→ TASK BRIEF: Copy out only the part of the records below that opens with the line containing "target: loose tire" and runs through the end of the records, with every line, requests included. Scale each box coordinate in the answers by 1.5, rounding to whole numbers with halves going up.

(Some records)
+++++

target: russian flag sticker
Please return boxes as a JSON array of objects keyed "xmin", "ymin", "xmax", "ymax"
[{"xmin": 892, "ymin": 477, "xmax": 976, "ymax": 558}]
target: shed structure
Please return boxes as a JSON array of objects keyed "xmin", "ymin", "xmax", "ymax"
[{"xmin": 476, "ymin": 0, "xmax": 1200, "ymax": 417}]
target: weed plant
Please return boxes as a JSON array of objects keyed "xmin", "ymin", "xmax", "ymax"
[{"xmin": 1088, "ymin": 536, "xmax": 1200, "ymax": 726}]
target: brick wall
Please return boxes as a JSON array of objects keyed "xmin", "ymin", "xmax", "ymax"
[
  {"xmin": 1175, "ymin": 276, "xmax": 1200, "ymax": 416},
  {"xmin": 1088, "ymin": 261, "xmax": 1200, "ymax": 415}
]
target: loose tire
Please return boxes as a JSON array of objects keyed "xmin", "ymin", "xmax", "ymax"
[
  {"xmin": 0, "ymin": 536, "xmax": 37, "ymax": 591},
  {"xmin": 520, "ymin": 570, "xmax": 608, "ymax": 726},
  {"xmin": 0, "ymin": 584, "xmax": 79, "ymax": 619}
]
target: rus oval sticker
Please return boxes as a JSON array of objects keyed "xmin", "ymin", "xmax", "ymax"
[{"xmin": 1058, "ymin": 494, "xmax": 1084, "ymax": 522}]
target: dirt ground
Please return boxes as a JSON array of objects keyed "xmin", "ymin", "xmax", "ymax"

+++++

→ SOLUTION TO THIS TASK:
target: loose tire
Please return boxes as a JSON array of objects keyed "xmin", "ymin", "xmax", "ymax"
[
  {"xmin": 0, "ymin": 804, "xmax": 56, "ymax": 887},
  {"xmin": 780, "ymin": 855, "xmax": 912, "ymax": 1089},
  {"xmin": 0, "ymin": 876, "xmax": 119, "ymax": 929}
]
target: rus oval sticker
Please return boxes as a JSON array of objects keyed "xmin", "ymin", "xmax", "ymax"
[{"xmin": 1587, "ymin": 741, "xmax": 1626, "ymax": 783}]
target: dirt ground
Please return boxes as a JSON array of objects keyed "xmin", "ymin", "xmax", "ymax"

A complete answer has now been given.